**Excerpt to read:**
····················

When the Bodacious hits a wind drift, whatever it impacts is obliterated; when the Rustler 11 probes the same surface, it contorts to match it, as if trying to disturb it as little as possible. The Bodacious expects you to be fearless, ergo good; the Rustler 11 embraces initiates with open arms. The Bodacious is about domination; the Rustler 11 is about play.  The Bodacious requires strength and skill; the Rustler just wants to show you a good time.

Read the full review here

K2 Mindbender 116C

 

 

K2 flipped its entire freeride family last year, closing the Pinnacle period and beginning the Mindbender era. Mindbenders come in two flavors, with a Titanal yoke or a variable carbon weave as the principal structural component.  Mindful of the need to keep fat skis on a diet, the Mindbender 116C is of the metal-free variety.  The dip in torsional rigidity makes the Mindbender 116C feel narrower when it’s tipped and pressured, so traditional powder technique’s rhythmic turning style fits its strong suit.

But if you never attempt to stand on the edge, you can still smear your way along just by twisting your feet sideways.  Not being as stiff or heavy as a Ti-laden model, the Mindbender 116C is easier to manhandle when necessary and never refuses an invitation to drift around a turn. As you’d expect from the Kings of Rocker at K2, the rocker at both tip and tail are long and high, creating a predisposition to bank off the base rather than carve on the edge.

Read the full review here

Fischer Ranger 115 FR

 

 

The Fischer Ranger 115 FR is an interesting amalgam of suppressed carving tendencies and overt desires to drift around every corner. Like any decent Powder ski, it’s first duty is to drift, but its ultralight Air Tec Ti core is sheathed in a sliver of Titanal, generating the security underfoot necessary to stay on course in heavy, cut-up crud.  Despite its inherent prejudice for smearing, it’s on its best behavior when mimicking giant slalom technique through an open snowfield.

····················

**Extracted records:**
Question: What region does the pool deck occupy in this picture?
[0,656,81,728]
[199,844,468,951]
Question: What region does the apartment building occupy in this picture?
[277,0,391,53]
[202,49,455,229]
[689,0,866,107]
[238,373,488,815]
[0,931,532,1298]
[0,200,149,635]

····················

**Problem to work on:** According to the ski reviews, what is the core of the Fischer Ranger 115 FR sheathed in? The records have no connection to the ski reviews.

**Result of this exercise:** A sliver of Titanal.